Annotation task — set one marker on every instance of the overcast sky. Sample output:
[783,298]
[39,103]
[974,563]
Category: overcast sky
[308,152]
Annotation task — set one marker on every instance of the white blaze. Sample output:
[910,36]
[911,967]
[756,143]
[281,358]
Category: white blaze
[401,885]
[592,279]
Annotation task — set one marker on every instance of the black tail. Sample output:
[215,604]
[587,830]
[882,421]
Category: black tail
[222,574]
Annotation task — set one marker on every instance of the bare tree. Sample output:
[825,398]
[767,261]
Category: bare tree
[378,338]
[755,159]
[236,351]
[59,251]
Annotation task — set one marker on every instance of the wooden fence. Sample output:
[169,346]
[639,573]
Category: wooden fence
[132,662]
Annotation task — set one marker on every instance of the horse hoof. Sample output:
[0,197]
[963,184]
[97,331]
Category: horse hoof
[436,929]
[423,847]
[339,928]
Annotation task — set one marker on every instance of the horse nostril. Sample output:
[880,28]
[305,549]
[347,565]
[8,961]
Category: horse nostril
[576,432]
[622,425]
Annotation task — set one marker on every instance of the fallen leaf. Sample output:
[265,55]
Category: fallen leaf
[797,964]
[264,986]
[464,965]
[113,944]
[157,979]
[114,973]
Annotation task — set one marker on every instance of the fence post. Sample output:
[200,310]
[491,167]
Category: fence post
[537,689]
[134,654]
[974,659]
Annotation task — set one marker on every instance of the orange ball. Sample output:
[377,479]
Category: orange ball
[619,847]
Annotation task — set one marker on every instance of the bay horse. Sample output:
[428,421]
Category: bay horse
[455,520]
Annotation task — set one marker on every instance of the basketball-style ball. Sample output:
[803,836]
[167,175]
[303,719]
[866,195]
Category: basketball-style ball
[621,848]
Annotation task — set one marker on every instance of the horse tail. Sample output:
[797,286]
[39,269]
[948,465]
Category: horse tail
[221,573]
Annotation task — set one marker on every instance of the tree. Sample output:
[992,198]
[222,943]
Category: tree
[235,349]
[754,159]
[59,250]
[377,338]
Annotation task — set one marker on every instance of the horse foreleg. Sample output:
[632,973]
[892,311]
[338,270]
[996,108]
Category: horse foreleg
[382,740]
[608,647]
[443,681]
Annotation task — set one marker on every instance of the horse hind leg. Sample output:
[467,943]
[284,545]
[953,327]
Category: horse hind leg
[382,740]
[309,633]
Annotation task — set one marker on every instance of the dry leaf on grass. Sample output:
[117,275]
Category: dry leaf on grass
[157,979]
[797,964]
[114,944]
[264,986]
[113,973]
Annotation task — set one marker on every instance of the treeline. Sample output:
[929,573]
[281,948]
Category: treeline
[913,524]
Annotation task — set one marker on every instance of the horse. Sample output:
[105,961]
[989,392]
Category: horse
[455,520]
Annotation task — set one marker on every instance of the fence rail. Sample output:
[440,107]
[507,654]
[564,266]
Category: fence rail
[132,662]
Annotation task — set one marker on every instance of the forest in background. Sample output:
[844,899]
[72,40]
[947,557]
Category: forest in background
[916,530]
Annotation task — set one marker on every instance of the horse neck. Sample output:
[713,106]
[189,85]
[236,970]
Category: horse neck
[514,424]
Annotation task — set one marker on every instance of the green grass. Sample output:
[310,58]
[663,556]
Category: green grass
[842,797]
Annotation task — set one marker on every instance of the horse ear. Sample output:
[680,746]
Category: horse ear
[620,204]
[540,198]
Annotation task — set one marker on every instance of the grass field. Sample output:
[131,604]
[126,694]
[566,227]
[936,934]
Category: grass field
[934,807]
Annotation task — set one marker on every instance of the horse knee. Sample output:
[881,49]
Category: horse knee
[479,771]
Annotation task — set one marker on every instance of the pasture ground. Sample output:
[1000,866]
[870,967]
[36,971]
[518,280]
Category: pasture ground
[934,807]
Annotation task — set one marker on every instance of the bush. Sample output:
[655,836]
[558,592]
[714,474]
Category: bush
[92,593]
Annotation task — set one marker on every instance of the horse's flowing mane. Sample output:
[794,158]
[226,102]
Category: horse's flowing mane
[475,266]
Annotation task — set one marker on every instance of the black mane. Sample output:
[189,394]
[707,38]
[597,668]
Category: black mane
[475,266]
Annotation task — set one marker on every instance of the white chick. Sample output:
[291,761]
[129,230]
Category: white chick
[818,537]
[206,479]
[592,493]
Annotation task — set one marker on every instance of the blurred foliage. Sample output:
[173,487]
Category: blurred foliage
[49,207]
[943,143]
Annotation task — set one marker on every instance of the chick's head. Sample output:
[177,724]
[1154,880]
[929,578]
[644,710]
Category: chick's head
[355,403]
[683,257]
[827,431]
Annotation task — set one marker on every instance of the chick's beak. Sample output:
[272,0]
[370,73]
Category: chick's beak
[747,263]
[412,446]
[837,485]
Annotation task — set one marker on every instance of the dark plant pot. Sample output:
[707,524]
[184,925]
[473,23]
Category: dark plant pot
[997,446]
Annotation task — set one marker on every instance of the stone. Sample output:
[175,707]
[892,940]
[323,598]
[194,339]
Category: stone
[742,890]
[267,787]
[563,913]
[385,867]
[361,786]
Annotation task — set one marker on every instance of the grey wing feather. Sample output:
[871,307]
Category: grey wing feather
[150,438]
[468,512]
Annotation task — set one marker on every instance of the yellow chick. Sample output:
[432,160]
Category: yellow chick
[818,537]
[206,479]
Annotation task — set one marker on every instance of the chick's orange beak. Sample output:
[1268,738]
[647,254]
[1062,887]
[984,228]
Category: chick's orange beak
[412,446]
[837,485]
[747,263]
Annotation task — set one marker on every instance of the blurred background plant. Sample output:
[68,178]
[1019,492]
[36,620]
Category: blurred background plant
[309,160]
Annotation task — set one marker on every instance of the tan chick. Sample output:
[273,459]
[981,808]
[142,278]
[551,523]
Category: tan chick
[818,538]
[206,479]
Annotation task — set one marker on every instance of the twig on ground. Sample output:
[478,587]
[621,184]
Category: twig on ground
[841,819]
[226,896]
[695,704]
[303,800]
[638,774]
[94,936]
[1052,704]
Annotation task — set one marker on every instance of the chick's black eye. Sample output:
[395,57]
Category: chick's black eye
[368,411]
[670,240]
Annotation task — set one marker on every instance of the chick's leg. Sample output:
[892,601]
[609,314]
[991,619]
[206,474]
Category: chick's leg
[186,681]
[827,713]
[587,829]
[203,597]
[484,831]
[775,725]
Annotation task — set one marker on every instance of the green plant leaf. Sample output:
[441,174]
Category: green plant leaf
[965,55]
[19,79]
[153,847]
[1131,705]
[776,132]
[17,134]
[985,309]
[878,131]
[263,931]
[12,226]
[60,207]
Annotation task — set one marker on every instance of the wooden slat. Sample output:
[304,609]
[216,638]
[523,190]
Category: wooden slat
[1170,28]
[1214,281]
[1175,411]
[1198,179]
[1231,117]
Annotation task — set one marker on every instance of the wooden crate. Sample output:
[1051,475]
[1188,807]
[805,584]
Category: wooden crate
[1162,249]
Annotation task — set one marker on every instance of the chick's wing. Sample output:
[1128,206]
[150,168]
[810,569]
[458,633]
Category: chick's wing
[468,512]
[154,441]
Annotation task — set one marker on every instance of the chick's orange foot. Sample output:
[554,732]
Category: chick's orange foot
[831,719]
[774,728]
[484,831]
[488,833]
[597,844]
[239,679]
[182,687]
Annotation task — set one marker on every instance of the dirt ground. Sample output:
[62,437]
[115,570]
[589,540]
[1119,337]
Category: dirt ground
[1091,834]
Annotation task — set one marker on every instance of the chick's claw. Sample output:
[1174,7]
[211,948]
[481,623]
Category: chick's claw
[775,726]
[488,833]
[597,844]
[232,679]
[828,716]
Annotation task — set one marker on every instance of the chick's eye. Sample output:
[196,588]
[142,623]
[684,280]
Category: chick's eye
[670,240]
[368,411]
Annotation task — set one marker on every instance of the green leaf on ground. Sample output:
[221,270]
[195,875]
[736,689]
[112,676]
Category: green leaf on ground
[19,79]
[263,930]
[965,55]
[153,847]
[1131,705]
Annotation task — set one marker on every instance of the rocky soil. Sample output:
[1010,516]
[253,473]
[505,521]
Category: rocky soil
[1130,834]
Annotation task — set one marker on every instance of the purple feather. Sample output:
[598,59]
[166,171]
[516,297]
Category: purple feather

= = = =

▶ **EXERCISE AIM**
Return the lines from the line containing "of the dirt" to the end of the entries above, exactly as they appear and with no other output.

▶ **SOLUTION**
Annotation task — set one marker on every instance of the dirt ground. Sample output:
[62,437]
[115,570]
[589,540]
[1119,337]
Category: dirt ground
[1091,834]
Annotation task — set one marker on every instance of the chick's claw. Sample output:
[1174,7]
[211,948]
[481,623]
Category: chick's claw
[775,726]
[488,833]
[597,844]
[232,679]
[828,716]
Annotation task — set one marker on every instance of the chick's eye. Sample output:
[196,588]
[142,623]
[684,280]
Category: chick's eye
[670,240]
[368,411]
Annotation task — set one marker on every instance of the green leaf on ground. Sample output:
[221,270]
[195,875]
[736,689]
[112,676]
Category: green leaf on ground
[19,79]
[263,930]
[965,55]
[153,847]
[1131,705]
Annotation task — set one marker on every instance of the rocky soil. Sample output:
[1010,516]
[253,473]
[505,521]
Category: rocky soil
[1130,834]
Annotation task — set one marker on every instance of the purple feather. Sample output:
[598,59]
[166,171]
[516,297]
Category: purple feather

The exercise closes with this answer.